▸ **BRIEF**: Can you render the stretch of items from the line containing "the elk neck" through the end of the items as a Markdown table with the columns Row and Line, giving each line its row number and leaving out blank lines? Omit the pictures from the table.

▸ **PROVIDED MATERIAL**:
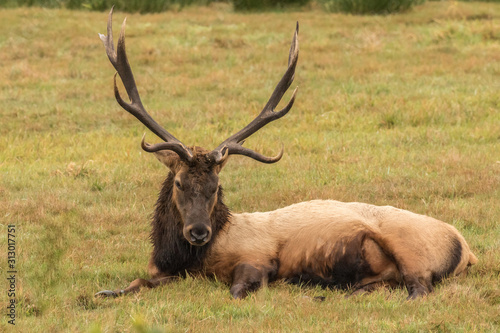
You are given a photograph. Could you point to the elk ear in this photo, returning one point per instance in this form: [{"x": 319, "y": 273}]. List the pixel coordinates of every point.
[{"x": 168, "y": 158}]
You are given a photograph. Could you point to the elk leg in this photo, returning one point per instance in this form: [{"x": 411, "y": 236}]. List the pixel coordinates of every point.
[
  {"x": 414, "y": 287},
  {"x": 246, "y": 278},
  {"x": 136, "y": 285}
]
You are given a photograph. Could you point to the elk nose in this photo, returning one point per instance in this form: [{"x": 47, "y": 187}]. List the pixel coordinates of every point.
[{"x": 199, "y": 235}]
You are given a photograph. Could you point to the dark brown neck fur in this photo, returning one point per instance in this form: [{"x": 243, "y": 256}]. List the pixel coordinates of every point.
[{"x": 172, "y": 253}]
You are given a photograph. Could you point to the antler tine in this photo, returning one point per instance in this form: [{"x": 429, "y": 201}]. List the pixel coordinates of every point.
[
  {"x": 233, "y": 145},
  {"x": 120, "y": 62}
]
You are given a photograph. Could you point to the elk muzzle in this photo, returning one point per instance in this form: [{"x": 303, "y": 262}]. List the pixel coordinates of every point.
[{"x": 198, "y": 234}]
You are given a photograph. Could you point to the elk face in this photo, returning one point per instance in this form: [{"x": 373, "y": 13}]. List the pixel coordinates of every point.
[
  {"x": 195, "y": 170},
  {"x": 194, "y": 192}
]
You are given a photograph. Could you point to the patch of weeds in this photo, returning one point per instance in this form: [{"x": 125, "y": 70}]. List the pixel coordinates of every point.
[
  {"x": 389, "y": 121},
  {"x": 86, "y": 302},
  {"x": 492, "y": 296}
]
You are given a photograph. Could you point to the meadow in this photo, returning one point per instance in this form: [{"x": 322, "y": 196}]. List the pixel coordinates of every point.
[{"x": 400, "y": 110}]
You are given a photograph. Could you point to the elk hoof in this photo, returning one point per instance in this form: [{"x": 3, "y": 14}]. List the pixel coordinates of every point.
[{"x": 106, "y": 293}]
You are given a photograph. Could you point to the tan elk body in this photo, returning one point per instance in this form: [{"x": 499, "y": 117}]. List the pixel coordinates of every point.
[{"x": 352, "y": 246}]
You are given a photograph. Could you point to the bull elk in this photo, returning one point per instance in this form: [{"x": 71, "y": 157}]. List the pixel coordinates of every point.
[{"x": 353, "y": 246}]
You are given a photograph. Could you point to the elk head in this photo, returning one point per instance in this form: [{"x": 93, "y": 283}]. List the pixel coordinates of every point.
[{"x": 195, "y": 170}]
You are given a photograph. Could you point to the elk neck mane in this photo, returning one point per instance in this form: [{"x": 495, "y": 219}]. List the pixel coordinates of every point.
[{"x": 172, "y": 253}]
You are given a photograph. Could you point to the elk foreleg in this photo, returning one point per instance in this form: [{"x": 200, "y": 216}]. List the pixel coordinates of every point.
[{"x": 136, "y": 285}]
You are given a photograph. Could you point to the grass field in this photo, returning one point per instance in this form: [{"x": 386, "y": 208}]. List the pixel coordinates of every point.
[{"x": 398, "y": 110}]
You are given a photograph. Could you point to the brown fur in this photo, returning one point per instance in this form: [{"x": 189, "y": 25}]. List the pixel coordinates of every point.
[
  {"x": 342, "y": 245},
  {"x": 334, "y": 244}
]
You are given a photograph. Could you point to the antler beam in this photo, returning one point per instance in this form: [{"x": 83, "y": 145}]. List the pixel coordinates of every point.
[
  {"x": 120, "y": 62},
  {"x": 233, "y": 145}
]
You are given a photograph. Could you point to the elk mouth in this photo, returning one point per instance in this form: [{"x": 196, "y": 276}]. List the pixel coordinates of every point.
[{"x": 198, "y": 235}]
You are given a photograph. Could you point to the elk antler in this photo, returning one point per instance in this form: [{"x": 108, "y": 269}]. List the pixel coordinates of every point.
[
  {"x": 120, "y": 62},
  {"x": 233, "y": 144}
]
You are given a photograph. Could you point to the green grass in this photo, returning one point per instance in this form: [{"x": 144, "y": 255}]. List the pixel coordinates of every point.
[{"x": 399, "y": 110}]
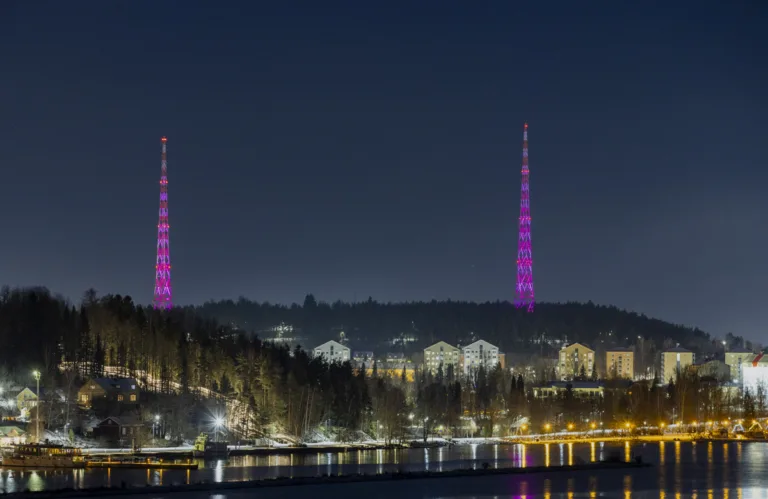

▸ **EXERCISE ANSWER**:
| Row | Line |
|---|---|
| 1 | You are given a photograph. Could you point to the elk neck mane in this photo, returning one point per instance in this form: [{"x": 495, "y": 219}]. List the pixel coordinates of every point. |
| 2 | [{"x": 172, "y": 253}] |
| 3 | You are given a photograph. Could you point to the elk foreleg in this photo, returning one point per instance in this form: [{"x": 200, "y": 216}]. List the pixel coordinates of every point. |
| 4 | [{"x": 136, "y": 285}] |
| 5 | You are given a photograph. Could you point to the grass field in this photo, returning one point per instance in this form: [{"x": 386, "y": 208}]. List the pixel coordinates of every point. |
| 6 | [{"x": 398, "y": 110}] |
| 7 | You are given a photograph. Could you point to the brown fur in this photo, returning one point per instance in this form: [{"x": 189, "y": 25}]. List the pixel coordinates of every point. |
| 8 | [ |
| 9 |   {"x": 342, "y": 245}, |
| 10 |   {"x": 334, "y": 244} |
| 11 | ] |
| 12 | You are given a photograph. Could you point to the antler beam in this photo, returning one point per instance in this form: [{"x": 83, "y": 145}]. List the pixel coordinates of every point. |
| 13 | [ |
| 14 |   {"x": 120, "y": 62}, |
| 15 |   {"x": 233, "y": 145} |
| 16 | ] |
| 17 | You are given a photograph. Could you point to the elk mouth in this photo, returning one point per instance in this form: [{"x": 196, "y": 276}]. List the pixel coordinates of every point. |
| 18 | [{"x": 198, "y": 235}] |
| 19 | You are given a photograph. Could you point to the elk antler in this photo, returning one point per instance in this form: [{"x": 108, "y": 269}]. List the pixel coordinates of every point. |
| 20 | [ |
| 21 |   {"x": 120, "y": 62}, |
| 22 |   {"x": 233, "y": 144} |
| 23 | ] |
| 24 | You are given a photograph. Could you point to the green grass in this photo, returning one point per instance in this form: [{"x": 144, "y": 255}]. List the pixel coordinates of every point. |
| 25 | [{"x": 399, "y": 110}] |